What you need to do: Reproduce exactly the lines from the one containing "Teacher note: please indicate the street crowd" through the last line of the records below, both included, and nothing else.

Data for this task:
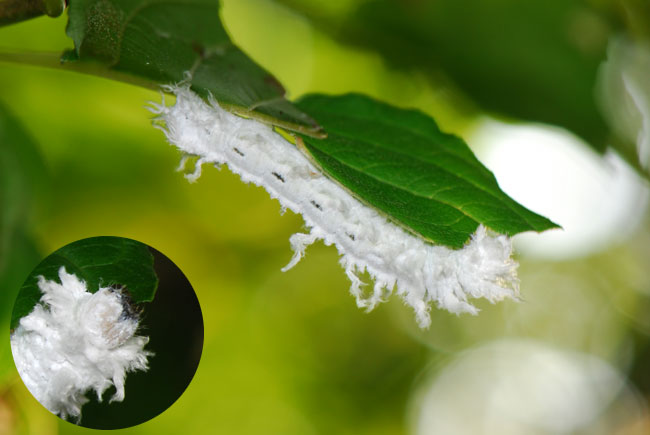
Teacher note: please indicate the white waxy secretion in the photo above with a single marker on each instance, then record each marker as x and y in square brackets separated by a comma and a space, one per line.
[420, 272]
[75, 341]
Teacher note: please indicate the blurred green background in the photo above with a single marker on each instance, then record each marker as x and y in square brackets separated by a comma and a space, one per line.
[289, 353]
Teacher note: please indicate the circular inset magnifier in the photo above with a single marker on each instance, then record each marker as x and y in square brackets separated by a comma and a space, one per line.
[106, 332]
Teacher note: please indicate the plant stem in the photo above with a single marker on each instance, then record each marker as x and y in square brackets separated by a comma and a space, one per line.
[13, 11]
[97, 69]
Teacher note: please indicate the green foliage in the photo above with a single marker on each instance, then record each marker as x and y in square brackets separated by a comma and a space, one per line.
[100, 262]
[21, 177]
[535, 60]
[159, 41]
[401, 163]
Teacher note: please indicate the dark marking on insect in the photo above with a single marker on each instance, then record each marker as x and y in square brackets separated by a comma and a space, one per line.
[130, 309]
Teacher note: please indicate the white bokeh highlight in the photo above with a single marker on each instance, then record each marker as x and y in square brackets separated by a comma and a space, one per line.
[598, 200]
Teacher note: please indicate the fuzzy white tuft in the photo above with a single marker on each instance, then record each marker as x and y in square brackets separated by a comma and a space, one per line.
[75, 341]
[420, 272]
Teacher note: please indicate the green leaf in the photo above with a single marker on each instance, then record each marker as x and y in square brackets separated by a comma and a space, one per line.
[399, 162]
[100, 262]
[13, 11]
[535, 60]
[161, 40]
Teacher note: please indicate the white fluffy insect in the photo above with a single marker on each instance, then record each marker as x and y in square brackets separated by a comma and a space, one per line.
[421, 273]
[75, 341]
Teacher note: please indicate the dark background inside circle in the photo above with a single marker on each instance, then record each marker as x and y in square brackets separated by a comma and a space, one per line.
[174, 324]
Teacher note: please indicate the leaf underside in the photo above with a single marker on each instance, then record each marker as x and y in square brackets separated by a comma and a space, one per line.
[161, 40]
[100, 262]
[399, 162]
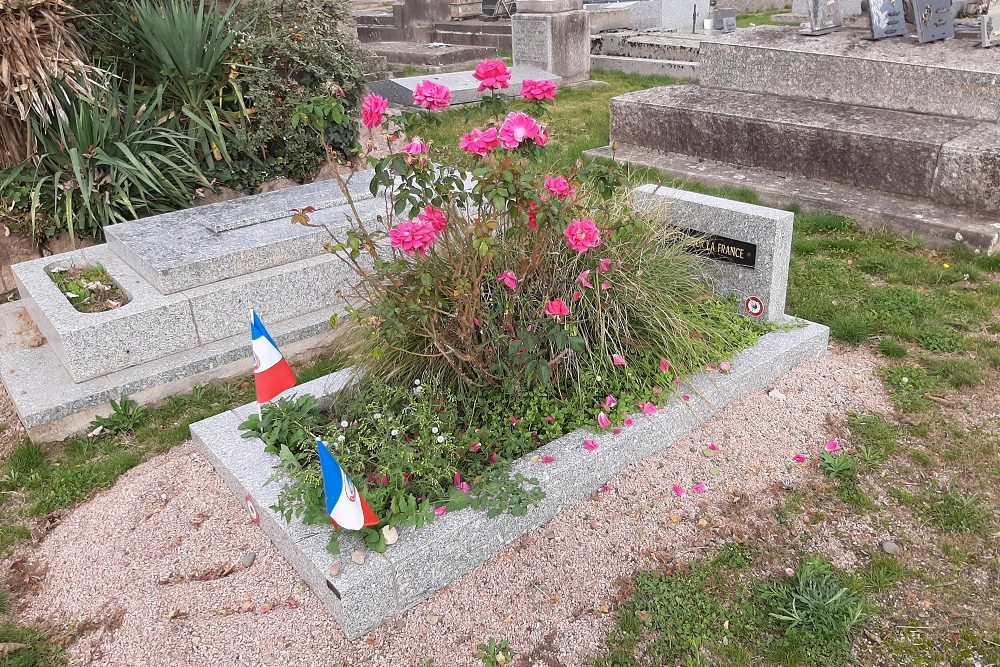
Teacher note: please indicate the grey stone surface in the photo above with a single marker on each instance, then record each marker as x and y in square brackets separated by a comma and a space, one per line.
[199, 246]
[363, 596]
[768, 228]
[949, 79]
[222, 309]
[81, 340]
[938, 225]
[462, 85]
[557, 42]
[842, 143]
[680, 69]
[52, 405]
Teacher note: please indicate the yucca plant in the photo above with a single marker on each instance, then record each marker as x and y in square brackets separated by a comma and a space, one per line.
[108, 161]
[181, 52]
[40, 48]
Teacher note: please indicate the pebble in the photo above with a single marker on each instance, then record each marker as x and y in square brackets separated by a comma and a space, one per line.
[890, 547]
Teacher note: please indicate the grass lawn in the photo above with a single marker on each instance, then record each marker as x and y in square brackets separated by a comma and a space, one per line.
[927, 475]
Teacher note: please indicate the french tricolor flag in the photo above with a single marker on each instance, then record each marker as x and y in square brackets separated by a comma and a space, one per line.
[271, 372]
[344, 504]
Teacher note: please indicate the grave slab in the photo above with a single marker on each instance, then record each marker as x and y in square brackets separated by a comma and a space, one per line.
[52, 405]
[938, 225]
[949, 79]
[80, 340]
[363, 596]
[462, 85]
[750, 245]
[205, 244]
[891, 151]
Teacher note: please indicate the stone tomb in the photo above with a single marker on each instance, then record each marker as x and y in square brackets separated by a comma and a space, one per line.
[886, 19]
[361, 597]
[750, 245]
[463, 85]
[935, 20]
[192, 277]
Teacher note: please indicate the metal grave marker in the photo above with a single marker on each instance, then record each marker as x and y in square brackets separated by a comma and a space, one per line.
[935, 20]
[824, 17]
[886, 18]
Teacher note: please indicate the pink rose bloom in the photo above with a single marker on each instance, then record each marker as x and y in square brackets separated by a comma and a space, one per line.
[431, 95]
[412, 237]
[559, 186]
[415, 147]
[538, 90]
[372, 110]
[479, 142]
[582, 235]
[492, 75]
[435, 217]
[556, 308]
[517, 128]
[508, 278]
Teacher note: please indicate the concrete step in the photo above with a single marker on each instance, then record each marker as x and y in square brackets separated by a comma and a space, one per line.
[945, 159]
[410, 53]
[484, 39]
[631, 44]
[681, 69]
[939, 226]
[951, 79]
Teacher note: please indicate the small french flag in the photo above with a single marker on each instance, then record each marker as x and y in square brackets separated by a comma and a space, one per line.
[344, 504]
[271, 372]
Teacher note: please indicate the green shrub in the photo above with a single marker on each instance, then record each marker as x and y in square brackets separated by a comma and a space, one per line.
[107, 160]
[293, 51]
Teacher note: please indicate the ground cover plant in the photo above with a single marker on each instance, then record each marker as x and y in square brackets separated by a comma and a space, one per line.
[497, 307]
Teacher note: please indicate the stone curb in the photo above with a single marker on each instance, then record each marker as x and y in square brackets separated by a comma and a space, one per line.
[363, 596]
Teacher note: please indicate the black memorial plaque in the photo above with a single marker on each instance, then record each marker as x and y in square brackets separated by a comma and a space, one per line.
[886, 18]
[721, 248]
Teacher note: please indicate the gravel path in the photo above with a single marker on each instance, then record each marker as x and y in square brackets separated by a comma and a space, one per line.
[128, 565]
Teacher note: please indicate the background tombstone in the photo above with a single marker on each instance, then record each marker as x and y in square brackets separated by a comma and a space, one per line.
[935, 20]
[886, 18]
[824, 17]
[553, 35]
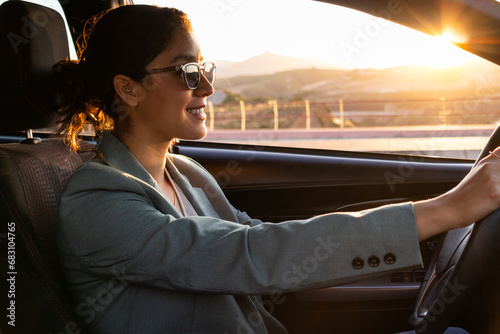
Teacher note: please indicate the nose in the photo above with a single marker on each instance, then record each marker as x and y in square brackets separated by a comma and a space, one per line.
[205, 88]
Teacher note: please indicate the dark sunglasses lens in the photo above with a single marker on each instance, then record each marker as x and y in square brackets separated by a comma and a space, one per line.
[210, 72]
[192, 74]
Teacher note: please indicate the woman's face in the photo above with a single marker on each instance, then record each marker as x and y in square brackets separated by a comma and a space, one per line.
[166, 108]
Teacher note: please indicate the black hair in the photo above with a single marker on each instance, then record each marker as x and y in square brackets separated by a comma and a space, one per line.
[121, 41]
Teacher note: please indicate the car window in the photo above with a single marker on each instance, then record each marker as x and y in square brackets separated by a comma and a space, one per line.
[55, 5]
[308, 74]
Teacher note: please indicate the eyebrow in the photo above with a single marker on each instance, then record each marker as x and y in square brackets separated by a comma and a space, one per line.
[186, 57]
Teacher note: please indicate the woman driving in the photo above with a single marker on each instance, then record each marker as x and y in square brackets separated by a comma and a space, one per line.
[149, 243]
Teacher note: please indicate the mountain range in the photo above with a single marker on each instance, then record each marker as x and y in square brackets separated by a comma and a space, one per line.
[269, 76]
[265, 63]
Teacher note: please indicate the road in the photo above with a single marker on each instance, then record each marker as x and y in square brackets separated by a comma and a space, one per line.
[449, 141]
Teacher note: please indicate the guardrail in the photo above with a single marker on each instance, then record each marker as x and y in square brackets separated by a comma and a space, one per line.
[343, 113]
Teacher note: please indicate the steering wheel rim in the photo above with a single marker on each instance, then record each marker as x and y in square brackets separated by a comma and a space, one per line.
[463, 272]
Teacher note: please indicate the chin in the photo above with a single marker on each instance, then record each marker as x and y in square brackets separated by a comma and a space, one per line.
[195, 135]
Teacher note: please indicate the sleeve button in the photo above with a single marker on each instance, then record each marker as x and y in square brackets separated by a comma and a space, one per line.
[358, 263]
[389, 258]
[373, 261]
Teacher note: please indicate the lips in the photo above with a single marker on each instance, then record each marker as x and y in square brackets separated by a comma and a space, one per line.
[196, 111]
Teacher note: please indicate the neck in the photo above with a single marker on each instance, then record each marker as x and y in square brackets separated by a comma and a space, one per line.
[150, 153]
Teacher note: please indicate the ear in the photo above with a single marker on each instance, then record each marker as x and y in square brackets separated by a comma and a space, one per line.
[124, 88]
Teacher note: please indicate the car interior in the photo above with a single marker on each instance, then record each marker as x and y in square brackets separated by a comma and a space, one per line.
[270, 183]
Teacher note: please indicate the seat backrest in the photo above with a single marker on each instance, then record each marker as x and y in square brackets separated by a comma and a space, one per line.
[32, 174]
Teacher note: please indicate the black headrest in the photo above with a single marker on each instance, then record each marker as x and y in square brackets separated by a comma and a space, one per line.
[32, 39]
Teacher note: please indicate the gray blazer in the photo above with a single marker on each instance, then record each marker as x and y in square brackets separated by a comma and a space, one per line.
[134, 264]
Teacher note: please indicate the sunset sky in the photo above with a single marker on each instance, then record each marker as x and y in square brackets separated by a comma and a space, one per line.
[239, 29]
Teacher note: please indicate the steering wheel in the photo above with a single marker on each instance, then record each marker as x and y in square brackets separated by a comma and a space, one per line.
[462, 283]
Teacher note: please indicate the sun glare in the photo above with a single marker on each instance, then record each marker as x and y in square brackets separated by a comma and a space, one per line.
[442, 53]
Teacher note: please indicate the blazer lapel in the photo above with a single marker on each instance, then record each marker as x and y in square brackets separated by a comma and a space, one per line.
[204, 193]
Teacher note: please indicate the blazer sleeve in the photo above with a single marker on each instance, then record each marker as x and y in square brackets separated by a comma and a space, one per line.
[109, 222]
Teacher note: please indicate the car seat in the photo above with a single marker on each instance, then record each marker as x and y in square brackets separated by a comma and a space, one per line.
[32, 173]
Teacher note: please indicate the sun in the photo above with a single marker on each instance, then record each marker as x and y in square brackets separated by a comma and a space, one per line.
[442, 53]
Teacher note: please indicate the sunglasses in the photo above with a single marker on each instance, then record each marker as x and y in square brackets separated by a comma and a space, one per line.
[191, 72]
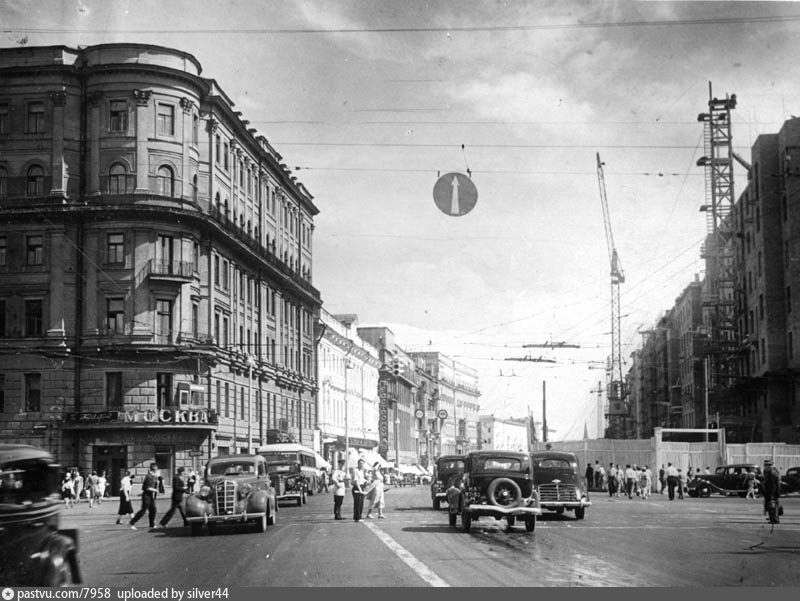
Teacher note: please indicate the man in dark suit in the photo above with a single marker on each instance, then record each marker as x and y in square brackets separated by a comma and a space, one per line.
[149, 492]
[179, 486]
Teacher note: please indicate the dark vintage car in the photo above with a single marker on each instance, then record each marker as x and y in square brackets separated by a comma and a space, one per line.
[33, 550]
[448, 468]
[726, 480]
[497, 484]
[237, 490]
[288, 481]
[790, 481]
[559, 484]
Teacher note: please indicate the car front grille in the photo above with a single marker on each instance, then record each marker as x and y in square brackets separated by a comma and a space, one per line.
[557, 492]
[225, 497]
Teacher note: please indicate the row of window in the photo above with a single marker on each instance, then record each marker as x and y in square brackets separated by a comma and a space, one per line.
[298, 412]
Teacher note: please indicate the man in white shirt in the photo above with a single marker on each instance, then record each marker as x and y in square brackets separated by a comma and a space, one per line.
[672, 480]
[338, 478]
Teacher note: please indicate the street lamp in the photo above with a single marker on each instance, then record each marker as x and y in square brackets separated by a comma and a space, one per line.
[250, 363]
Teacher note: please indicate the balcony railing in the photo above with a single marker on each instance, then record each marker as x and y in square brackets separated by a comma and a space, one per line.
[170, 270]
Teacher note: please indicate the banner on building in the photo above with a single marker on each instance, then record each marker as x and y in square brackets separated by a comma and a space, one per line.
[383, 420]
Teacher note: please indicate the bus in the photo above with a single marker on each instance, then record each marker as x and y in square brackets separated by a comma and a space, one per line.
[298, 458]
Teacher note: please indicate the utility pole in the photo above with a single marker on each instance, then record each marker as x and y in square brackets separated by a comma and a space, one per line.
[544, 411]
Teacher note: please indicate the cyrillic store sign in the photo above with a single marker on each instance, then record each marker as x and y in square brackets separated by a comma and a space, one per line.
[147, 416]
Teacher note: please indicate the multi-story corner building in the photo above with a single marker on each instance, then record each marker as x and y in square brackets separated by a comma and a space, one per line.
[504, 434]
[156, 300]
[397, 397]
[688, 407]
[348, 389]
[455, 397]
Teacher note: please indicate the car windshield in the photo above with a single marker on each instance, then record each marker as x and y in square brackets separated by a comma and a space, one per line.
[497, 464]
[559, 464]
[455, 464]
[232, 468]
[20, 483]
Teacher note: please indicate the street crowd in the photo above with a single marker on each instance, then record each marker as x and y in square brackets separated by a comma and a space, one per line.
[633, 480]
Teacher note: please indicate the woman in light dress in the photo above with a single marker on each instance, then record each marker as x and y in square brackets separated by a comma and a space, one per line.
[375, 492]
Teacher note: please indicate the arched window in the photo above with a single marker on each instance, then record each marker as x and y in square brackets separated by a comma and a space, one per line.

Completed task:
Teacher note: please indicate the street crowd in the photo above with a single marker on each instance, then record each marker as x and y in square brackets separated by a comma and a space, one per line.
[633, 480]
Teacher note: please indicate the woman in light dress in the photo above with a single marker on each instance, then record each marker as x and y in square brackets separated by a comma and a space, one per line.
[375, 492]
Teacher note: please indicate the arched window in the photo above with a single marker on each instance, then record each marker as x and y in square brackets separated by a comma and a space, one per line.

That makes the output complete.